INSTRUCTIONS TO FOLLOW – Lines before the one containing "If you could pin the palm" are excluded; retype that line and all remaining lines of the material exactly.

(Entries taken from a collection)
————————
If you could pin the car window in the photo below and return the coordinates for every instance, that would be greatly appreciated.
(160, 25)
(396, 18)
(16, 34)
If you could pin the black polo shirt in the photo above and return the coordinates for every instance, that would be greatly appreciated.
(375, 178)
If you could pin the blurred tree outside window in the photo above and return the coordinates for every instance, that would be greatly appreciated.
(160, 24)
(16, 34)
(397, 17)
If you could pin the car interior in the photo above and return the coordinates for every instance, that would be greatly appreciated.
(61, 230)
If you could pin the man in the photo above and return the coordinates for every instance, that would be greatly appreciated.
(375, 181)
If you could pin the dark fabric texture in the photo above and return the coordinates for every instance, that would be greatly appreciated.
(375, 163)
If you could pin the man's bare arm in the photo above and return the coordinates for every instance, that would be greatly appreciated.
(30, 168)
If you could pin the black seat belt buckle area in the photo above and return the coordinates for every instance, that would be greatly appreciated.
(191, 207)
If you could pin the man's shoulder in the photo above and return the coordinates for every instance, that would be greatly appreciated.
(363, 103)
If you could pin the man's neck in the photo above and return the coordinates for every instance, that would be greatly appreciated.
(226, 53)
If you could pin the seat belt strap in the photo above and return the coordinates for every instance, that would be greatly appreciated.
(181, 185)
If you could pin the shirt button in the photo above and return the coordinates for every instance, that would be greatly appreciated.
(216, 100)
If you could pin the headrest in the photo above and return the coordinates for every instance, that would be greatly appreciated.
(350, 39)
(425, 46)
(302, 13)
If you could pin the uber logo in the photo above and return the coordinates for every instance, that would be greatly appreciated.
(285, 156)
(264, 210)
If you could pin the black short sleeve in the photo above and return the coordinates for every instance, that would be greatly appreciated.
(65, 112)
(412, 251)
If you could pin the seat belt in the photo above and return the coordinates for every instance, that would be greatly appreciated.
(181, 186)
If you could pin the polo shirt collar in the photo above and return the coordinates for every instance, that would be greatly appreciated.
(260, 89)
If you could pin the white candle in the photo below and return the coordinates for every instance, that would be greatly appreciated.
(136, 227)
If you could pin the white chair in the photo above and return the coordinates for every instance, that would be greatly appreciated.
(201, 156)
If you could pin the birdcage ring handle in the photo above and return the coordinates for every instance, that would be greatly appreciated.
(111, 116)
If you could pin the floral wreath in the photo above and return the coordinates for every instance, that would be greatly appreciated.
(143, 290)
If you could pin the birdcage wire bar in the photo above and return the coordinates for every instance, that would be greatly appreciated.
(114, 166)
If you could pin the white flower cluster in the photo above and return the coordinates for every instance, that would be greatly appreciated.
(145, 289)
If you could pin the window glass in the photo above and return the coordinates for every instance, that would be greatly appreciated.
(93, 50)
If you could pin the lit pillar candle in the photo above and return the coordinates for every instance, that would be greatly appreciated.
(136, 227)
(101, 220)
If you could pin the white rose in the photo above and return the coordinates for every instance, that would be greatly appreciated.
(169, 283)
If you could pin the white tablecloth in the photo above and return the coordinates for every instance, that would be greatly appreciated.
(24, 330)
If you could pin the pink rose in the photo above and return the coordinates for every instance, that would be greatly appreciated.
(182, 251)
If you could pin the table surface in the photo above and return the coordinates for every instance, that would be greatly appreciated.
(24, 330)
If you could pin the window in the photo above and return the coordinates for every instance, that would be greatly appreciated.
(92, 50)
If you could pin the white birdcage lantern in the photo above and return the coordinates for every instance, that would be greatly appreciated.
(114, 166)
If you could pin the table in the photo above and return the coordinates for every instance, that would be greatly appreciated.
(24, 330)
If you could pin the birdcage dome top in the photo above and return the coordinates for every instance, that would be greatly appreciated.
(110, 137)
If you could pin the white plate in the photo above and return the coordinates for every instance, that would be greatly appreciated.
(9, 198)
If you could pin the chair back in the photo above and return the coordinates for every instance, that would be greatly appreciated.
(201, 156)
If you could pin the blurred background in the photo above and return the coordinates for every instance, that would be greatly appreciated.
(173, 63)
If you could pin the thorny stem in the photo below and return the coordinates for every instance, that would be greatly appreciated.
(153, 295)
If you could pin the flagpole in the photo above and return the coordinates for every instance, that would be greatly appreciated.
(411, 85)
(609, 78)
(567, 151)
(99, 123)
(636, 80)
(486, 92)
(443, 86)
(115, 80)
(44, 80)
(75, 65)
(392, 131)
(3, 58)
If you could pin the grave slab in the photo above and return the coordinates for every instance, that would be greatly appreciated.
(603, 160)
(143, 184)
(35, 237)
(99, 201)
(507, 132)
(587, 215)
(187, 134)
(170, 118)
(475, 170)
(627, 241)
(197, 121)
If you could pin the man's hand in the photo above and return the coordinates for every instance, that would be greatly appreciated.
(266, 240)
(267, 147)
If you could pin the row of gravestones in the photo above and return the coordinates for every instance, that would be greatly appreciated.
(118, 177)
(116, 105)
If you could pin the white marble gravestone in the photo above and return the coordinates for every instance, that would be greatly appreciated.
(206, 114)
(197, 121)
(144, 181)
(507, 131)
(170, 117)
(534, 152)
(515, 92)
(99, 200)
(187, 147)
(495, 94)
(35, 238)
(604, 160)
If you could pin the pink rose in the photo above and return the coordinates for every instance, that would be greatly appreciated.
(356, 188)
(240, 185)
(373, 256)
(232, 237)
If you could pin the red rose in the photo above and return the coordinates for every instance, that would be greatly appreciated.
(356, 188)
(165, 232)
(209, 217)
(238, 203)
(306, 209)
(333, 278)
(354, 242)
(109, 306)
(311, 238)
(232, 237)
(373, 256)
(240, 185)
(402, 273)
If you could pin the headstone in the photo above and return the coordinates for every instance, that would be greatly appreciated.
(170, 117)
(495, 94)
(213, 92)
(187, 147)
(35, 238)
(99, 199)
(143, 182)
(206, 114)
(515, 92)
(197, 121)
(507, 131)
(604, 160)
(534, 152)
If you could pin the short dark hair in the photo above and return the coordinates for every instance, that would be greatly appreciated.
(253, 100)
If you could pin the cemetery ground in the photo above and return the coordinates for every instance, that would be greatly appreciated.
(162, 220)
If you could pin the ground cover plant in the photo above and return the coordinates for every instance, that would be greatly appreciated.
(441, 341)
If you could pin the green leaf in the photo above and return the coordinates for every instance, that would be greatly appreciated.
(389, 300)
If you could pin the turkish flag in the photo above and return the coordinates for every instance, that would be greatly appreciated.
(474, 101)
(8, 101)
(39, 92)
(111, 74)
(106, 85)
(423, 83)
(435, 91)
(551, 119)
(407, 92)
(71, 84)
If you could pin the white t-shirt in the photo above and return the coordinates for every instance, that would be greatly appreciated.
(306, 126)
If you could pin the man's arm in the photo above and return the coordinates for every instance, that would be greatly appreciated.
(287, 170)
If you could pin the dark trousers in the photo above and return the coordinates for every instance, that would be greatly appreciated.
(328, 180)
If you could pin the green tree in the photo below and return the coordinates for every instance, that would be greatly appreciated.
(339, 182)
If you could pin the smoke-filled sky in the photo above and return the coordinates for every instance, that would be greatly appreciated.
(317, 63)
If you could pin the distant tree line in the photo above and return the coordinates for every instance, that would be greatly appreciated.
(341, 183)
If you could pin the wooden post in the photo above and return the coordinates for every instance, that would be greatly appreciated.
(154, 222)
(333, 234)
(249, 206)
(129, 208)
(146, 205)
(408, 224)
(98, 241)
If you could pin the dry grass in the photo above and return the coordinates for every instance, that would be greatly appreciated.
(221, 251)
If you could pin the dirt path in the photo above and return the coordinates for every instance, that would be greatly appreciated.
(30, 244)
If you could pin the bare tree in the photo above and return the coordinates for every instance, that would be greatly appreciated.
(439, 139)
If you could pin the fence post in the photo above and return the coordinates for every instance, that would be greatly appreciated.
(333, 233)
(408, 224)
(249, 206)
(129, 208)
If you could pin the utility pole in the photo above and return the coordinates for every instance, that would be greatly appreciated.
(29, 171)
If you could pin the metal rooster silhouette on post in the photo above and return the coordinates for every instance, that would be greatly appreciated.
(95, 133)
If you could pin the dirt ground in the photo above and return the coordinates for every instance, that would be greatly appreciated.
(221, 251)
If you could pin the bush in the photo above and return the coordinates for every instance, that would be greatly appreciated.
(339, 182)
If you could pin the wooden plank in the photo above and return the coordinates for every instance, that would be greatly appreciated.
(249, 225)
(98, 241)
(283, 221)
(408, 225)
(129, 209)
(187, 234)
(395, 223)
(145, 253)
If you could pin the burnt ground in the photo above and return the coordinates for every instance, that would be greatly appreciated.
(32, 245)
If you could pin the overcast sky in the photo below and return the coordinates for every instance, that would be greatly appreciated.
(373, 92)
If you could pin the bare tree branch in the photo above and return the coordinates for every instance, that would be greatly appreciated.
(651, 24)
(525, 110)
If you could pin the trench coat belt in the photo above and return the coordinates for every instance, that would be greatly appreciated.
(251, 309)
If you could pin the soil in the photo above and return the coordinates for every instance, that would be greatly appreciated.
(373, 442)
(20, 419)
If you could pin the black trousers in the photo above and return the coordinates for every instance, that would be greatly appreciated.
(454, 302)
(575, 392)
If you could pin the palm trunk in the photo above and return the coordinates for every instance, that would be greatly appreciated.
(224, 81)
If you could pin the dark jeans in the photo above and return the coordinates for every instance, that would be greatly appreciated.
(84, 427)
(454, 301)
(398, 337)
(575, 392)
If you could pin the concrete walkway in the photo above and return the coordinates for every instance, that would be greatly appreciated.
————————
EXERCISE RESPONSE –
If you could pin the palm trunk in the photo above and return the coordinates for every instance, that would be greatly appreciated.
(224, 81)
If you could pin the dark jeans in the photo above and return the coordinates for every instance, that would be greatly appreciated.
(84, 427)
(454, 301)
(398, 337)
(575, 392)
If you could pin the concrete walkway in the photo above and return the coordinates for every instance, that would be greatly appreciated.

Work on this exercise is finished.